DIRECTION »
Answer these questions from the post on information quality:
(a) What led the author to engage with an Irish Government agency?
(b) What did the government's computer record about the author's marriage?
(c) What had the civil servant been trying to explain to his boss?

SOURCE EXTRACT »
....................

Tag: civil service

  • IQ in the Real World (a leadership return)

    I recently had to spend some time engaging with an Irish Government agency as a result of my voluntary redundancy from my former employer. Now, while I’ll admit I am perhaps over sensitive to information quality issues, having had a lot of experience with them and having written about them a lot over the years, I do find that I am also a magnet for these things.

    So I was not surprised to learn that, according to the Irish government’s computer, my wife was married to me but I was not married to my wife. The Computer Says No.

    While this took only a second for the very nice and personable civil servant to correct, it does beg these questions:

    1. How was one part of the relationship between my wife and I populated but the other wasn’t? (What process failed)?
    2. How was that incomplete relationship not identified (What checks are performed on the quality/completeness/consistency of information in the Irish Civil Service)?
    3. What down stream systems might have been making incorrect decisions based on that broken relationship (what processes might fail)?
    4. How far might that error have propagated?

    For example, if my wife died (heaven forbid) would I have had difficulty in claiming a widower’s pension because while the computer says she is my wife, it doesn’t say that I’m her husband?

    I was surprised to hear the civil servant complain then about the quality of the information and how it made life difficult. I was doubly surprised when he told me he’d been trying to explain to his boss about how if you set up a database correctly it can help prevent errors.

    Unfortunately, he works in the real world, in the Civil Service. Having had experience with civil service type cultures in the past, my fear is that the enthusiasm that that young civil servant showed for finding and fixing errors and trying to understand the root causes of the problems and how to prevent them will be ground down by management attitudes of “that’s above your pay grade”.

....................

INFORMATION SUPPLIED »

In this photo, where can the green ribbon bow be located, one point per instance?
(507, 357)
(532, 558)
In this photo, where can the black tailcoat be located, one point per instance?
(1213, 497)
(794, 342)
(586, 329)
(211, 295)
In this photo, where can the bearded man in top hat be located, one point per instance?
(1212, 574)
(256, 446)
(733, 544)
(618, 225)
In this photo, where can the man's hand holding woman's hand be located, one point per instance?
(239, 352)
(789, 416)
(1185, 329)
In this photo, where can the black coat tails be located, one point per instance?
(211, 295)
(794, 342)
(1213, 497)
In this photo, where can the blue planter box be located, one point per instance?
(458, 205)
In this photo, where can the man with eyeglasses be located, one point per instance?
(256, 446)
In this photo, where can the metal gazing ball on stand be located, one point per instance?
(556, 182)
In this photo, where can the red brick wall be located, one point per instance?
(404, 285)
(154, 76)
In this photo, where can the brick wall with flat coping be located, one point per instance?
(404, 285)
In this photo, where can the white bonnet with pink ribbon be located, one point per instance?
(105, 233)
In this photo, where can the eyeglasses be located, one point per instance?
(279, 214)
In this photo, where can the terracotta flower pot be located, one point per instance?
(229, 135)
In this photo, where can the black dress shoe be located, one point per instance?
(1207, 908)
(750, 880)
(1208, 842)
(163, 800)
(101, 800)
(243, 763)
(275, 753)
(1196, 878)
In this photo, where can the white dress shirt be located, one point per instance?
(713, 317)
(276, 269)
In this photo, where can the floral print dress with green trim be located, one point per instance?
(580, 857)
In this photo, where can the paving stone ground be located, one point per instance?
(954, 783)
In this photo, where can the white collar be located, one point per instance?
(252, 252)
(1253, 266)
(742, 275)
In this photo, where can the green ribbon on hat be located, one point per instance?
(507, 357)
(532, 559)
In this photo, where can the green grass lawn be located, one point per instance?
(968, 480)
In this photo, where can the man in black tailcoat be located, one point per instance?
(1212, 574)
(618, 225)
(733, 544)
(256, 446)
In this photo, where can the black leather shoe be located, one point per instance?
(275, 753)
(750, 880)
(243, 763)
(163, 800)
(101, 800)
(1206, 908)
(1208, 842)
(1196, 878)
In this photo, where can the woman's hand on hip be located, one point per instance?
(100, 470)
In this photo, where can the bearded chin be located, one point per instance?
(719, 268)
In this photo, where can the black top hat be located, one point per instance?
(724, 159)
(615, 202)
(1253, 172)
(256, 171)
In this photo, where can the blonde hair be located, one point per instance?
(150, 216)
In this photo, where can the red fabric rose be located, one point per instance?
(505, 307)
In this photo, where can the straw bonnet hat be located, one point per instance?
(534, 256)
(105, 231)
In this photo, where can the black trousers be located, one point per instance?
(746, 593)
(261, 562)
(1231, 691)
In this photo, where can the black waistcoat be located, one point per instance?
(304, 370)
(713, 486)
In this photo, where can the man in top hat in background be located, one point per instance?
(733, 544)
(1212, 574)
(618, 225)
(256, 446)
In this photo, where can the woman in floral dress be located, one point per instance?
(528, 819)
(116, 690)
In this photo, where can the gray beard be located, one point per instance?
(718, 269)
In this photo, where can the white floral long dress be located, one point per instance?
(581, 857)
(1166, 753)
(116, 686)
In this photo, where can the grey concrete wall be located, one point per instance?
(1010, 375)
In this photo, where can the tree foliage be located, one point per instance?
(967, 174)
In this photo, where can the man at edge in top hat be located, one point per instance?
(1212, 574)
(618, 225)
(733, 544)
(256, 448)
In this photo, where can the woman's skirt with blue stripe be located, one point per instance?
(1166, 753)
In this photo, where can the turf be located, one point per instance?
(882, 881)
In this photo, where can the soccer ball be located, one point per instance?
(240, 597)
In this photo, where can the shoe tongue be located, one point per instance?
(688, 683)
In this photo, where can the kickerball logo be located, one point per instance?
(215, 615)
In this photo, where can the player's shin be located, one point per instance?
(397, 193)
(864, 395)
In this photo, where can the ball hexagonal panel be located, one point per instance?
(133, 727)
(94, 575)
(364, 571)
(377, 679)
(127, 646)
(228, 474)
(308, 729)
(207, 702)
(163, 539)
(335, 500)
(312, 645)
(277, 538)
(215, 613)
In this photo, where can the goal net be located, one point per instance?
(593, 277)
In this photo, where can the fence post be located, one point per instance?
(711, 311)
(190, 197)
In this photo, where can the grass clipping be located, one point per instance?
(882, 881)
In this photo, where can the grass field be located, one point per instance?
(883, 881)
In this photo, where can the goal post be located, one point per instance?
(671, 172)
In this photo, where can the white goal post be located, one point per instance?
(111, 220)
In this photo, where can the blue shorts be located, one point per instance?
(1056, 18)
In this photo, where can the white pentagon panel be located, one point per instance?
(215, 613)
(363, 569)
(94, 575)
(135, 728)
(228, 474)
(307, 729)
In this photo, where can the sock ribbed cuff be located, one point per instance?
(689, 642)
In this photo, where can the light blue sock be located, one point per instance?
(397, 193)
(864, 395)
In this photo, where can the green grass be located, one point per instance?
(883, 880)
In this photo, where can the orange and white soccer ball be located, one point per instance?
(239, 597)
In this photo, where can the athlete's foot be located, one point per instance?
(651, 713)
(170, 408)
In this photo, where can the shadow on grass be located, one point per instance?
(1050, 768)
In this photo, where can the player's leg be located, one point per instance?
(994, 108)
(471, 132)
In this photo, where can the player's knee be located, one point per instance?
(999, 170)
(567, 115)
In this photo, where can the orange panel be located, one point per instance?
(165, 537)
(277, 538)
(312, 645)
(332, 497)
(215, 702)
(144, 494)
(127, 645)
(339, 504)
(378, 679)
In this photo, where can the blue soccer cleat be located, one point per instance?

....................

FINISHED EXERCISE »
(a) The author's voluntary redundancy from a former employer.
(b) It recorded the author's wife as married to the author, but not the author as married to the wife.
(c) That a correctly set-up database can help prevent errors.